Give the records again exactly, but drop the pictures.

Records for this exercise: Begin

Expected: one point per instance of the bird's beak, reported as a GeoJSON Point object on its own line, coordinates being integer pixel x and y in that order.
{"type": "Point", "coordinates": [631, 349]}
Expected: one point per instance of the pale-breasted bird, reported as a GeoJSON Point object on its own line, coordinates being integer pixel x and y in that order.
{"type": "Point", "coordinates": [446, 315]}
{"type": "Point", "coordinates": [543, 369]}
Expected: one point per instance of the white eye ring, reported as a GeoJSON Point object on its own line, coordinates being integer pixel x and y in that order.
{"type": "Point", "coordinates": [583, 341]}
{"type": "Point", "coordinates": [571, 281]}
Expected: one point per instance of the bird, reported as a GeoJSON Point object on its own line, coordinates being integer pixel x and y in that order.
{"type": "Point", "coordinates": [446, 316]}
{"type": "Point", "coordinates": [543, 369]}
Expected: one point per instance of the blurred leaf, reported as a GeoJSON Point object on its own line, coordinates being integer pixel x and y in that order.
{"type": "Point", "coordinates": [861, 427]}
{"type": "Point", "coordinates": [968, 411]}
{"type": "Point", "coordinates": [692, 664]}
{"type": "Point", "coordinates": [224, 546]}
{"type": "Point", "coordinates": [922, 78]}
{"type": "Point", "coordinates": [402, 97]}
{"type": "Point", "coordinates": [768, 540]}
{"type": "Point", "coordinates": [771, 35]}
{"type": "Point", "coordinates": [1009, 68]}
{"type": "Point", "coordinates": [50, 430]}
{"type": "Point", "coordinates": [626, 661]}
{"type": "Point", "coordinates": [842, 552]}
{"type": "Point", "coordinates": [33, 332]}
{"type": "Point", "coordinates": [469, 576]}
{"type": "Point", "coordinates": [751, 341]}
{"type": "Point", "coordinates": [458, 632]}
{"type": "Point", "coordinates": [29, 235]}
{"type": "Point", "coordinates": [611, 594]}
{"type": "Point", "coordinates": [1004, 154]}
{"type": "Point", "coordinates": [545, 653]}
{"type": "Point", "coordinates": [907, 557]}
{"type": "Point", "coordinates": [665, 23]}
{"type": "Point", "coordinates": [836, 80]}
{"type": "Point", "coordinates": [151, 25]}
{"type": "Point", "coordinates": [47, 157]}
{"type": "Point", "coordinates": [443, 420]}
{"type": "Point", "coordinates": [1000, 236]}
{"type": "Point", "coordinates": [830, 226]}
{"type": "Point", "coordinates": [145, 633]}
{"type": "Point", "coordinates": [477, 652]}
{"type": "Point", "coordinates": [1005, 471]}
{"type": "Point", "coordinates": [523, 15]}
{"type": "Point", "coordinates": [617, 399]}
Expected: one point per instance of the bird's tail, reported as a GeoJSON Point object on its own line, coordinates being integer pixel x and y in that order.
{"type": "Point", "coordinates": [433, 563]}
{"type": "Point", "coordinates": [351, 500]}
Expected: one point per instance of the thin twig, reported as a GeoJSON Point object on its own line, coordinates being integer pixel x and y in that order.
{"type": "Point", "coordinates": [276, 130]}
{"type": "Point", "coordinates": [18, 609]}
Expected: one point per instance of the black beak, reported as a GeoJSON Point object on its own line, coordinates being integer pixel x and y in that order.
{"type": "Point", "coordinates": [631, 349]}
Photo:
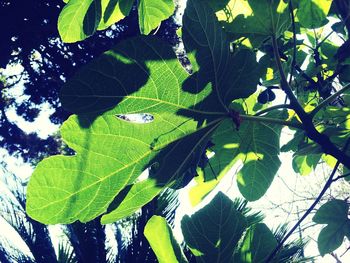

Records for this exercise: End

> _Result for this exercise_
Expected: one point per instance of the bird's beak, reported as a GeoJSON Point object on its own line, coordinates being integer pixel x and y in that order.
{"type": "Point", "coordinates": [631, 349]}
Expected: one point per instance of the pale-breasted bird, reported as a GeoJSON Point object on its own line, coordinates being integer pixel x and y in that order.
{"type": "Point", "coordinates": [446, 315]}
{"type": "Point", "coordinates": [543, 369]}
Expected: one point per instance of the white eye ring, reported as a GeoJSON Point object on its own line, coordinates being integer pixel x and y in that order.
{"type": "Point", "coordinates": [583, 341]}
{"type": "Point", "coordinates": [571, 281]}
Expected: one point per instance of the bird, reported as a GeoJSON Point object on its own line, coordinates being integer pixel x and y in that order.
{"type": "Point", "coordinates": [446, 316]}
{"type": "Point", "coordinates": [543, 369]}
Expected: one point per instance of the blurred leaf, reported as a GeoJSON Point object on its own line, coordinates being integer pixel x and y in that order.
{"type": "Point", "coordinates": [861, 427]}
{"type": "Point", "coordinates": [968, 411]}
{"type": "Point", "coordinates": [692, 664]}
{"type": "Point", "coordinates": [224, 546]}
{"type": "Point", "coordinates": [922, 78]}
{"type": "Point", "coordinates": [402, 97]}
{"type": "Point", "coordinates": [768, 540]}
{"type": "Point", "coordinates": [771, 35]}
{"type": "Point", "coordinates": [1009, 68]}
{"type": "Point", "coordinates": [50, 430]}
{"type": "Point", "coordinates": [626, 661]}
{"type": "Point", "coordinates": [842, 552]}
{"type": "Point", "coordinates": [33, 332]}
{"type": "Point", "coordinates": [469, 576]}
{"type": "Point", "coordinates": [751, 341]}
{"type": "Point", "coordinates": [458, 632]}
{"type": "Point", "coordinates": [29, 235]}
{"type": "Point", "coordinates": [611, 594]}
{"type": "Point", "coordinates": [1004, 154]}
{"type": "Point", "coordinates": [545, 653]}
{"type": "Point", "coordinates": [907, 557]}
{"type": "Point", "coordinates": [665, 23]}
{"type": "Point", "coordinates": [836, 80]}
{"type": "Point", "coordinates": [151, 25]}
{"type": "Point", "coordinates": [47, 157]}
{"type": "Point", "coordinates": [443, 420]}
{"type": "Point", "coordinates": [1000, 236]}
{"type": "Point", "coordinates": [830, 226]}
{"type": "Point", "coordinates": [145, 633]}
{"type": "Point", "coordinates": [477, 652]}
{"type": "Point", "coordinates": [1005, 471]}
{"type": "Point", "coordinates": [523, 15]}
{"type": "Point", "coordinates": [617, 399]}
Expected: one point per instance of the bird's tail, reported as a GeoJSON Point object on its own line, coordinates being integer pixel x and y in that order.
{"type": "Point", "coordinates": [433, 563]}
{"type": "Point", "coordinates": [351, 500]}
Expected: one point per instance of the thin twig, reported as a GeoJSON Point object on its own line, coordinates being integer pixel x and y in that order.
{"type": "Point", "coordinates": [276, 130]}
{"type": "Point", "coordinates": [18, 609]}
Expected: one point per instance of the black beak, reported as a GeoJSON Point object on its own line, coordinates being integer pixel x and y in that order.
{"type": "Point", "coordinates": [631, 349]}
Photo:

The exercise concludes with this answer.